• [What you have to do]: From the thin-film solar text below, return word for word the portion that runs from "At the same" up to and including "in certain applications.".

• [Document segment]:
▬▬▬▬▬▬
At the same time, thin-film is at a disadvantage when
installation space is limited, such as on a residential rooftop. A
thin-film installation can take 15% t to 40% more space to achieve
the same total system wattage output as crystalline. This tends to
limit its appeal in certain applications.
The average thin-film solar panel price is expected to decline
to $1.40 in 2010, down 17.6% from $1.70 in 2009.
Average prices for crystalline panels are expected to drop to
$2.00 in 2010, down 20% from $2.50 this year.
Through 2012, crystalline prices will continue to close the
thin-film pricing gap to some degree because its purveyors
collectively have deeper pockets and are maintaining their capex,
R&D spend and manufacturing improvements, says iSuppli.
Many types of thin-film PV technologies are available. Their
efficiencies in converting light to electricity mostly hover at
less than 10%, although some have lab results pushing into the
mid-teens.
Some of these technologies are what is known as single-junction,
where one diode is used. Recent developments use multiple junctions
stacked on top of one another-also called tandem and triple
junction-so that more parts of the spectrum can be absorbed using
different combinations, or junctions, of material.
Most of these technologies rely on variants of Chemical Vapour
Deposition (CVD), or screen printing, to deposit the layers of
materials on various substrates, i.e., glass and various plastics.
Some recent technologies employ variants of ink-jet printing to
more quickly deposit the materials.
Another accelerator of thin-film technology is the rising
availability of turn-key production lines from companies such as
Applied Materials, Oerlikon, and Centrotherm.
▬▬▬▬▬▬
• [Recorded data]:

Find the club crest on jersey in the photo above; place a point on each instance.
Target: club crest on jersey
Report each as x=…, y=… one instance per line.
▬▬▬▬▬▬
• [Worked solution]:
At the same time, thin-film is at a disadvantage when
installation space is limited, such as on a residential rooftop. A
thin-film installation can take 15% t to 40% more space to achieve
the same total system wattage output as crystalline. This tends to
limit its appeal in certain applications.